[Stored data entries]
##############################

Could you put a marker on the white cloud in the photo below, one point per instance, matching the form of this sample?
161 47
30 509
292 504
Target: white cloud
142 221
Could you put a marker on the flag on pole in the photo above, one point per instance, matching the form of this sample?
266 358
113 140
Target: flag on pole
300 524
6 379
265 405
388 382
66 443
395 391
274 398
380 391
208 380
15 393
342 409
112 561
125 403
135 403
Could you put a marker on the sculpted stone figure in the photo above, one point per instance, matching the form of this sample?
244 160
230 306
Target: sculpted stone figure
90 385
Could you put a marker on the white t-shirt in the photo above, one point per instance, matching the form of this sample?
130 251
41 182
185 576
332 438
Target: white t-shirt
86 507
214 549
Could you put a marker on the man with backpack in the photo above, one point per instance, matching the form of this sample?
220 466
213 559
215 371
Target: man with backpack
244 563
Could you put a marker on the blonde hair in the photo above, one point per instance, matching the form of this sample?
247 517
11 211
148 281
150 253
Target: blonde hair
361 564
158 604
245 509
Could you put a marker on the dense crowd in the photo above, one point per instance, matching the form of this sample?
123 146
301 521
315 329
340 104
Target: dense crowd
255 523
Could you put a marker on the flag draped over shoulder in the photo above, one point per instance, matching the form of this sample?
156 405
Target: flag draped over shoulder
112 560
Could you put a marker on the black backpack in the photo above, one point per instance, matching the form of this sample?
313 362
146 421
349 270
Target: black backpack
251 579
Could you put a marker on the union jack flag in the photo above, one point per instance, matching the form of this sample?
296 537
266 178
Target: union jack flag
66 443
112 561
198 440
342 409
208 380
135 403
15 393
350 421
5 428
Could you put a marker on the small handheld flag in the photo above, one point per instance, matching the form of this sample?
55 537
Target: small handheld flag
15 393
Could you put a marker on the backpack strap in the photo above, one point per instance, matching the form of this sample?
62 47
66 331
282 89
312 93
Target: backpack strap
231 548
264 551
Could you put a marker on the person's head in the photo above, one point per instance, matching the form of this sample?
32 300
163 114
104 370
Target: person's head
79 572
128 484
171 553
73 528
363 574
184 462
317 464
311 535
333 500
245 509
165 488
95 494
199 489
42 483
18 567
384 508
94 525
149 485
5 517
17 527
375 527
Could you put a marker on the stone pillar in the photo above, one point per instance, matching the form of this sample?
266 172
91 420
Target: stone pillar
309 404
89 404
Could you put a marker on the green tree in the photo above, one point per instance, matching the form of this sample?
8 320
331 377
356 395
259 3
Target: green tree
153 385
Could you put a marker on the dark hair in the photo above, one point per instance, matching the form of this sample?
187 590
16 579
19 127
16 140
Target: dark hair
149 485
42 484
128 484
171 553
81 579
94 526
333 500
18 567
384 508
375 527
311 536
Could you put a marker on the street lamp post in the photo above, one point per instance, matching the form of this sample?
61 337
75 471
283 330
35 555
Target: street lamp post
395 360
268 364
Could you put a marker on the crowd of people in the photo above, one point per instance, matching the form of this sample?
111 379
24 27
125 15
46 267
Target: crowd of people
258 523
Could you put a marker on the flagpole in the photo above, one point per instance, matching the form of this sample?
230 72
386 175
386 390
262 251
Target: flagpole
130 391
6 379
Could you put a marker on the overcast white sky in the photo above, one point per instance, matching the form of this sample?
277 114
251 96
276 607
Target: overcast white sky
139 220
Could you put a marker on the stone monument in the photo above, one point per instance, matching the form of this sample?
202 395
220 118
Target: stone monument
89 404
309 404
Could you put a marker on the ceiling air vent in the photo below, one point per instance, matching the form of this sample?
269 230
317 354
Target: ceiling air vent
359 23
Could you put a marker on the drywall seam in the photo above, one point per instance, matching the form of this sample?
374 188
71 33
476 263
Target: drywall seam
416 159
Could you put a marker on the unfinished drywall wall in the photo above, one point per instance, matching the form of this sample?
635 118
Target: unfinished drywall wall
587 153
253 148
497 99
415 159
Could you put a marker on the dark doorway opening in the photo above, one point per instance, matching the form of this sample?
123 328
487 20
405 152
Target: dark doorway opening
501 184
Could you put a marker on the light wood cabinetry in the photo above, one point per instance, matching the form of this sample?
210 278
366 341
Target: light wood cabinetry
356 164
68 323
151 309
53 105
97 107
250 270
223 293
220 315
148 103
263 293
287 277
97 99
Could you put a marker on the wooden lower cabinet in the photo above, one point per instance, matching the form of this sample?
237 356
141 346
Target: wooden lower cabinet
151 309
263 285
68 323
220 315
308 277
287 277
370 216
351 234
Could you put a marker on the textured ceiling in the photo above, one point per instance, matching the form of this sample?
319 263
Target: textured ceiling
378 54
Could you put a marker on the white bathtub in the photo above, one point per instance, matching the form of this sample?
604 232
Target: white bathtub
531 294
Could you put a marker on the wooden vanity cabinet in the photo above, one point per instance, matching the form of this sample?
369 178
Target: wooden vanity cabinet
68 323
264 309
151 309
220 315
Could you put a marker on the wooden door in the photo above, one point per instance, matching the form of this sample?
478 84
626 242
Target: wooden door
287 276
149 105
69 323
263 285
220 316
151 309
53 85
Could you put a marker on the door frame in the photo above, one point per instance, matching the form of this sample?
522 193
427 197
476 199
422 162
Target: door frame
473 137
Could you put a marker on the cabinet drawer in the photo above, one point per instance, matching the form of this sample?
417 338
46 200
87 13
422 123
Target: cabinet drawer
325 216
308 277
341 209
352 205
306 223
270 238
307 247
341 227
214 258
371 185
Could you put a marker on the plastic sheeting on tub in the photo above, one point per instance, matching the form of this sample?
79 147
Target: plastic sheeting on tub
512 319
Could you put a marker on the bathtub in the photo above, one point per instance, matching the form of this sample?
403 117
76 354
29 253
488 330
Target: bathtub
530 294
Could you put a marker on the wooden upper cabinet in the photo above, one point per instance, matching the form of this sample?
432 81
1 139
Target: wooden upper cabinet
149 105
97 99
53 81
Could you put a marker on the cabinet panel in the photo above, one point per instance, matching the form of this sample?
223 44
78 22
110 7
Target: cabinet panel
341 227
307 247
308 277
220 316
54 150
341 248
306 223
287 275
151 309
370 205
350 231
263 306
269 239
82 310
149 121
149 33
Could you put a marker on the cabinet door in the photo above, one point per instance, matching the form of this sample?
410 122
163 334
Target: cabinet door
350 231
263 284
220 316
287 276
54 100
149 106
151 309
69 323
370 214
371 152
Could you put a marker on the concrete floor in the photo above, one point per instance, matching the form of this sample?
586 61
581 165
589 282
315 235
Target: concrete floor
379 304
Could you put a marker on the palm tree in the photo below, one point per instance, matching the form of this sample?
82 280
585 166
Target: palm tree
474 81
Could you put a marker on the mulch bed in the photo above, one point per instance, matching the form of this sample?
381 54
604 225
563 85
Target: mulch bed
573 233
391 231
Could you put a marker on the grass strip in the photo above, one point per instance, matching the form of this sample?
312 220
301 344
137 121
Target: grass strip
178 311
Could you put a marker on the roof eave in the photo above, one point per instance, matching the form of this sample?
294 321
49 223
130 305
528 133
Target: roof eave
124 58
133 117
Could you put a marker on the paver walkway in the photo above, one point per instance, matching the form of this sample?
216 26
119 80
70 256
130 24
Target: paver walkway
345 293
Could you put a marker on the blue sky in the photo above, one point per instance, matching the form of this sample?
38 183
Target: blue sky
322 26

##############################

* _To be done_
Begin with the line containing "Could you put a marker on the grass" and repeat each line exactly until the records above end.

* _Response_
Could you put a marker on the grass strip in the photo above, one point per instance, matching the form of this sample?
312 220
301 344
137 121
Target: grass strip
178 311
Could you put a marker on the roof eave in the photo above, one point per instance, matching the form of this sample?
294 321
49 223
130 305
528 133
Target: roof eave
124 58
133 117
Could you put a marker on the paver walkway in the photo above, one point per instance, matching the form of this sample?
216 26
119 80
70 256
130 24
Target: paver walkway
345 293
Could you put a marker on the blue sky in the photo above, one point per instance, matching the form of this sample?
38 183
Target: blue sky
322 26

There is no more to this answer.